-------- RECORDS FOR PROCESSING
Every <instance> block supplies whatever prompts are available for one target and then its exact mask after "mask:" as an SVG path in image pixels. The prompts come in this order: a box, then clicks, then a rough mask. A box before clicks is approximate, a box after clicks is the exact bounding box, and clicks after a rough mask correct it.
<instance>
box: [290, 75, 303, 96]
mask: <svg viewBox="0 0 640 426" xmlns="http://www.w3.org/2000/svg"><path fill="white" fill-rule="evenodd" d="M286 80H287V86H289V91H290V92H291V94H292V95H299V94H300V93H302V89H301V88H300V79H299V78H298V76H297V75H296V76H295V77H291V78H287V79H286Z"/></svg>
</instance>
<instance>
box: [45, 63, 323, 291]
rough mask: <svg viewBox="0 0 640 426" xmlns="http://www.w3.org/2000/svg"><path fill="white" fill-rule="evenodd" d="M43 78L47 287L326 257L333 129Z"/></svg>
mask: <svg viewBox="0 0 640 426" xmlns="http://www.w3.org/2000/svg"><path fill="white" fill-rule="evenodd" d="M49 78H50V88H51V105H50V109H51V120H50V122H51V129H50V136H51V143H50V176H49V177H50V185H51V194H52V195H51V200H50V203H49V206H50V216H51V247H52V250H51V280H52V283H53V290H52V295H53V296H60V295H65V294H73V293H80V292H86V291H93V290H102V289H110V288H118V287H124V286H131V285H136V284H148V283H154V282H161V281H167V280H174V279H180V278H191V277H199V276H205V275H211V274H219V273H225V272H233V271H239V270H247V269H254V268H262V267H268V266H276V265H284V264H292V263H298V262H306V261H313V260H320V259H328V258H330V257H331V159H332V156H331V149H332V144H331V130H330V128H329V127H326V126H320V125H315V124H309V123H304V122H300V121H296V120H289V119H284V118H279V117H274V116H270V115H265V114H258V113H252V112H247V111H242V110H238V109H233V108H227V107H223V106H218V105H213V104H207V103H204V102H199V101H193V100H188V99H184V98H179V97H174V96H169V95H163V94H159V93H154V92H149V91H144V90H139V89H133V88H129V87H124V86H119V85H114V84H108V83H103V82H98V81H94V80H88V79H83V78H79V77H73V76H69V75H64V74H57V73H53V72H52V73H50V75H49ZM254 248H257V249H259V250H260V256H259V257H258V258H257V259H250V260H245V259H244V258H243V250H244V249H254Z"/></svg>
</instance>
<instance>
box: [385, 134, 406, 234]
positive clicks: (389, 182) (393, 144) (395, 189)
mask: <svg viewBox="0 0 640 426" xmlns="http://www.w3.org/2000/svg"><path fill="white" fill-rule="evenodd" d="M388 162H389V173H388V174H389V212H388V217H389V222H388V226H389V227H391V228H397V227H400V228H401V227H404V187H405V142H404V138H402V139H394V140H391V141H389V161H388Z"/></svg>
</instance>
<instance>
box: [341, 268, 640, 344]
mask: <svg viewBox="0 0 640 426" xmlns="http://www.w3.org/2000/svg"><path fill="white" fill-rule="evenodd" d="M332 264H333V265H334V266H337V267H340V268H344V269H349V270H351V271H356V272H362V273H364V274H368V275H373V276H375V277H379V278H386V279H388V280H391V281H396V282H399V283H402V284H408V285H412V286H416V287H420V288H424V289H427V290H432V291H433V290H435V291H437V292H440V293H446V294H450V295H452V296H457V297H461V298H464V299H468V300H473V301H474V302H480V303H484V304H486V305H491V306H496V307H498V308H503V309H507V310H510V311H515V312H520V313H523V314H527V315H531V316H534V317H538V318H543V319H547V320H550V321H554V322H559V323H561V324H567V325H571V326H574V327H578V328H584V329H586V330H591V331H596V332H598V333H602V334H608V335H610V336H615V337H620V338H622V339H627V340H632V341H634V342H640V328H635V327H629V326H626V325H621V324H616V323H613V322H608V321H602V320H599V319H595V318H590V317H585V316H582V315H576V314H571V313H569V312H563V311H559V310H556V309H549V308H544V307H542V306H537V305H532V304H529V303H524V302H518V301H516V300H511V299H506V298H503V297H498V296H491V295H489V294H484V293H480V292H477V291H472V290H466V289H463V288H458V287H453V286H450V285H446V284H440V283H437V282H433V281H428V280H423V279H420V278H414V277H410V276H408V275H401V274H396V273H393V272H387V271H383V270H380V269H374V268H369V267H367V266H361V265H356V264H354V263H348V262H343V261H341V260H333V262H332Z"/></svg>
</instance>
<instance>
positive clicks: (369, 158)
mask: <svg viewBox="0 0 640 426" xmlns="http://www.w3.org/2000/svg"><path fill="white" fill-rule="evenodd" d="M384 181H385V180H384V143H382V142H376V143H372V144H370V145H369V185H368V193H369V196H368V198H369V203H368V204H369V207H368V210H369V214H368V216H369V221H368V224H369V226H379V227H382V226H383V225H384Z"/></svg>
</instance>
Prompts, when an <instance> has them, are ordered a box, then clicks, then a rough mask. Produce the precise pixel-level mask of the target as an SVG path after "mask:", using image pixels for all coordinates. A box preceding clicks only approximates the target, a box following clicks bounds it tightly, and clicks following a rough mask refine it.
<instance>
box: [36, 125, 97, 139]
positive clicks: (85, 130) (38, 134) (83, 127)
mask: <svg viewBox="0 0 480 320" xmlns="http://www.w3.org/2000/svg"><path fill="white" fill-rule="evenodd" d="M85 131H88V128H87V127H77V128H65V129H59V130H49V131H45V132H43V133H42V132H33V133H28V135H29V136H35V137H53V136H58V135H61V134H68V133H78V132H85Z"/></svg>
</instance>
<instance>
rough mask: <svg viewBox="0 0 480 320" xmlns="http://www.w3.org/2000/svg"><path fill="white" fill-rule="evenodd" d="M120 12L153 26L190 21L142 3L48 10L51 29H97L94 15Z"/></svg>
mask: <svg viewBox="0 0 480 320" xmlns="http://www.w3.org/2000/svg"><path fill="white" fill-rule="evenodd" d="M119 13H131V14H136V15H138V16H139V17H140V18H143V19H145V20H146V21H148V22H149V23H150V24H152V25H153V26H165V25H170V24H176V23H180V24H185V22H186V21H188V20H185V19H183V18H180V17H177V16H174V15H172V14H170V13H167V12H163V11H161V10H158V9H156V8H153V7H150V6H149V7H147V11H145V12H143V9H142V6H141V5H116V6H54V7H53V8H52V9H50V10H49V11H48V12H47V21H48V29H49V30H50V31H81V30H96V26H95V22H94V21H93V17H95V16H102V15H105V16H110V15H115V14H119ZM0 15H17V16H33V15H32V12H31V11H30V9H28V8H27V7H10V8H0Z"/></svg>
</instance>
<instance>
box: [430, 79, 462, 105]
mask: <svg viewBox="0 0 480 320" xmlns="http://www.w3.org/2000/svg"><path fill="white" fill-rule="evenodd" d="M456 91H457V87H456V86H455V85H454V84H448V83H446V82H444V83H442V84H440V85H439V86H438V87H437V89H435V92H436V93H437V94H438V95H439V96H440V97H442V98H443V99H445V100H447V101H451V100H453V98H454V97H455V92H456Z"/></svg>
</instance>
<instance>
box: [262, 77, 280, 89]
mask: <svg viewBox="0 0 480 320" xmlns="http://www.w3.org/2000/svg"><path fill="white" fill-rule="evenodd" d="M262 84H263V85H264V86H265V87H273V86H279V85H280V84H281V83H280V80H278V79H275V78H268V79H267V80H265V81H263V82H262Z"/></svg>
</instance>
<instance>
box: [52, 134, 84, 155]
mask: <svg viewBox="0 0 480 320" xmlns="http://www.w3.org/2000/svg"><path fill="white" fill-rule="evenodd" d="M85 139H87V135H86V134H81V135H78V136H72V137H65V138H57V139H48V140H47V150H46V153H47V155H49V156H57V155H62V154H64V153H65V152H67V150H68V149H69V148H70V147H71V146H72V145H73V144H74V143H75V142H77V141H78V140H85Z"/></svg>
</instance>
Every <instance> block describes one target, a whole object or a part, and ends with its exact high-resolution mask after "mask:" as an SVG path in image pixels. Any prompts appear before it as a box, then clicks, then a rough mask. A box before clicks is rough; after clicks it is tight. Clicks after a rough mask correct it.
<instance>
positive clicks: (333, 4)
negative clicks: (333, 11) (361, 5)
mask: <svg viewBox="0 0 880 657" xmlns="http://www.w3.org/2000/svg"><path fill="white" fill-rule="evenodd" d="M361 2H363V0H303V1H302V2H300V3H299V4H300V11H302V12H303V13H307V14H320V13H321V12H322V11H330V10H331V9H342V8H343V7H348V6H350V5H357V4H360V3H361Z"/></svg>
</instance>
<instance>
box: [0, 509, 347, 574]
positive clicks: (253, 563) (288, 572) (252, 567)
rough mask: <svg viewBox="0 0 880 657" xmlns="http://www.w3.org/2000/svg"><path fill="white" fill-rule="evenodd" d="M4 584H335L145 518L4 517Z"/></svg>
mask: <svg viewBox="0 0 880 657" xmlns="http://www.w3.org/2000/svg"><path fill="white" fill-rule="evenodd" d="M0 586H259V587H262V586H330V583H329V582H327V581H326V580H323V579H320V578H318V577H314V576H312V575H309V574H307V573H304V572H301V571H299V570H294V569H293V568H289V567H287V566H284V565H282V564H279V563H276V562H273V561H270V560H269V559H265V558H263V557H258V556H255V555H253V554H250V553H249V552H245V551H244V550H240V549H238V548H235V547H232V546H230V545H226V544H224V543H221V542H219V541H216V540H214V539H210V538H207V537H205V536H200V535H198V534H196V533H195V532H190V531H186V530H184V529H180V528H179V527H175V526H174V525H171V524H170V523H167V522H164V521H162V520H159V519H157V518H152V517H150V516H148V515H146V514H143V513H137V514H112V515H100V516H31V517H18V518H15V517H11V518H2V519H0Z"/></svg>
----------------
## EXERCISE INSTRUCTIONS
Reproduce verbatim the lines above from the first one through the line containing "box: [290, 75, 303, 96]", including both of those lines.

## TASK RESULT
Every <instance> block supplies whatever prompts are available for one target and then its exact mask after "mask:" as an SVG path in image pixels. The prompts come in this order: a box, then clicks, then a rough mask. A box before clicks is approximate, a box after clicks is the exact bounding box, and clicks after a rough mask correct it.
<instance>
box: [290, 75, 303, 96]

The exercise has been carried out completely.